Create a landing page with the essential structure that includes a home (what you do), About (who you are), Services (how you help), and Contact (how to reach you)
Optimize for mobile since most visitors will find you on their phones
Add clear contact information and call-to-action buttons that guide visitors toward scheduling a consultation or requesting information
Remember, a simple, professional website that clearly explains your value beats a complex site that confuses visitors. Start with the basics, then enhance your site as your business grows and your needs become clearer.
2 – You have Outdated and inconsistent Design
Your website serves as your business's first handshake with potential customers, and that initial impression forms within seconds. When visitors encounter inconsistent fonts, mismatched colours, or layouts that feel scattered, they subconsciously question your attention to detail and professional standards.
Think of your website like your office reception area A cluttered, outdated space with faded posters and mismatched furniture doesn't inspire confidence, regardless of how skilled your team might be. Similarly, a website that looks like it was designed years ago and forgotten suggests you might handle client work with the same level of neglect.
The challenge extends beyond visual aesthetics It is about functional reliability. Outdated contact information creates immediate frustration when potential clients can't reach you. A disconnected phone number or broken contact form sends a clear message: "We don't prioritise customer communication." These small failures often become the deciding factor when prospects choose between you and a competitor.
Modern design pitfalls include the overuse of obviously AI-generated imagery. While artificial intelligence can create visuals quickly, poorly chosen AI images with distorted faces, unnatural poses, or disconnected contexts actually harm your credibility. Authentic, relevant visuals that align with your branding and messaging build trust; generic or obviously artificial ones destroy it.
Design consistency isn't about winning awards
It's about demonstrating reliability. When your visual presentation feels intentional and cohesive, visitors get the right type of feeling, a feeling of trust.
Credibility is judged harshly online Research reveals that 75% of people judge a business's credibility based solely on website design, with 94% of first impressions being design-related. These statistics highlight that your visual presentation influences customer decisions before they even read your content or understand your services.

● ● ● ● ●

**EXERCISE INSTRUCTIONS**
Please retype the website design passage above in full, word for word.

**ITEMS**
● ● ● ● ●

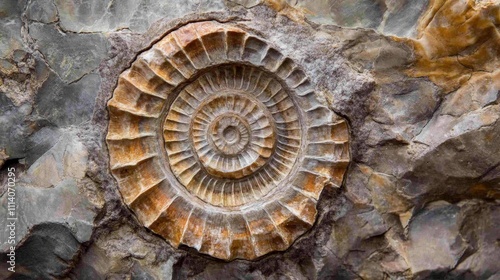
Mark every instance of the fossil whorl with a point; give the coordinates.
(218, 142)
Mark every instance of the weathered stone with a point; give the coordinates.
(49, 251)
(399, 18)
(109, 15)
(42, 11)
(10, 27)
(65, 105)
(65, 160)
(71, 55)
(13, 130)
(438, 229)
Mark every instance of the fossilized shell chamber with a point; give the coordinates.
(219, 142)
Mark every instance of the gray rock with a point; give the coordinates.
(53, 183)
(10, 26)
(109, 15)
(435, 242)
(13, 129)
(71, 55)
(48, 252)
(43, 11)
(65, 105)
(399, 18)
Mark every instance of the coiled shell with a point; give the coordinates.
(218, 142)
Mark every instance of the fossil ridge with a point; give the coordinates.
(218, 142)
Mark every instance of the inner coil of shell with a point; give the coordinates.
(218, 142)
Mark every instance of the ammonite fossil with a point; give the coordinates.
(218, 142)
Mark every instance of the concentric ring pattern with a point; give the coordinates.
(219, 142)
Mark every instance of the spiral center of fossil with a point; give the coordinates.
(231, 134)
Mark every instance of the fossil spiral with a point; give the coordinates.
(219, 142)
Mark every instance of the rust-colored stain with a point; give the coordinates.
(209, 142)
(457, 40)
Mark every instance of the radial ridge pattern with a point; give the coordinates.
(219, 142)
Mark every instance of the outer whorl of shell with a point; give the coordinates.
(218, 142)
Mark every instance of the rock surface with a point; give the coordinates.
(417, 81)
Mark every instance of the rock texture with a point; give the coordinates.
(415, 81)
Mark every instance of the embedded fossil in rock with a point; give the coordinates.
(218, 142)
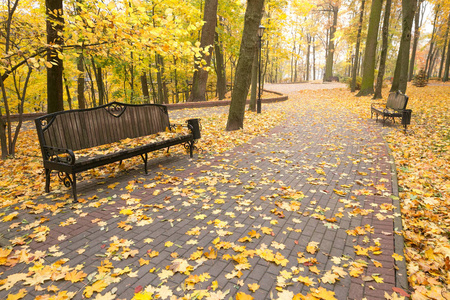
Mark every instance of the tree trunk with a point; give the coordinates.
(94, 101)
(308, 54)
(445, 48)
(220, 69)
(144, 86)
(371, 49)
(55, 25)
(132, 78)
(80, 82)
(432, 42)
(253, 15)
(255, 74)
(162, 85)
(384, 48)
(358, 43)
(200, 79)
(433, 62)
(99, 81)
(330, 54)
(417, 24)
(69, 98)
(401, 67)
(3, 124)
(314, 58)
(447, 64)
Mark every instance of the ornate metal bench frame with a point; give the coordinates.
(395, 108)
(61, 134)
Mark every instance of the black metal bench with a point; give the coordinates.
(395, 108)
(66, 137)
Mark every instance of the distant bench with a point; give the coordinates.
(395, 107)
(118, 130)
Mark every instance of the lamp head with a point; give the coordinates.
(261, 30)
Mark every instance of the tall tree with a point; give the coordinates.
(445, 47)
(371, 49)
(384, 48)
(253, 15)
(330, 50)
(255, 77)
(447, 64)
(200, 79)
(358, 43)
(55, 26)
(401, 67)
(431, 51)
(417, 24)
(80, 81)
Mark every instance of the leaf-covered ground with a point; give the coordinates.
(423, 162)
(262, 220)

● ● ● ● ●

**REPLY**
Create a landing page with the essential structure that includes a home (what you do), About (who you are), Services (how you help), and Contact (how to reach you)
Optimize for mobile since most visitors will find you on their phones
Add clear contact information and call-to-action buttons that guide visitors toward scheduling a consultation or requesting information
Remember, a simple, professional website that clearly explains your value beats a complex site that confuses visitors. Start with the basics, then enhance your site as your business grows and your needs become clearer.
2 – You have Outdated and inconsistent Design
Your website serves as your business's first handshake with potential customers, and that initial impression forms within seconds. When visitors encounter inconsistent fonts, mismatched colours, or layouts that feel scattered, they subconsciously question your attention to detail and professional standards.
Think of your website like your office reception area A cluttered, outdated space with faded posters and mismatched furniture doesn't inspire confidence, regardless of how skilled your team might be. Similarly, a website that looks like it was designed years ago and forgotten suggests you might handle client work with the same level of neglect.
The challenge extends beyond visual aesthetics It is about functional reliability. Outdated contact information creates immediate frustration when potential clients can't reach you. A disconnected phone number or broken contact form sends a clear message: "We don't prioritise customer communication." These small failures often become the deciding factor when prospects choose between you and a competitor.
Modern design pitfalls include the overuse of obviously AI-generated imagery. While artificial intelligence can create visuals quickly, poorly chosen AI images with distorted faces, unnatural poses, or disconnected contexts actually harm your credibility. Authentic, relevant visuals that align with your branding and messaging build trust; generic or obviously artificial ones destroy it.
Design consistency isn't about winning awards
It's about demonstrating reliability. When your visual presentation feels intentional and cohesive, visitors get the right type of feeling, a feeling of trust.
Credibility is judged harshly online Research reveals that 75% of people judge a business's credibility based solely on website design, with 94% of first impressions being design-related. These statistics highlight that your visual presentation influences customer decisions before they even read your content or understand your services.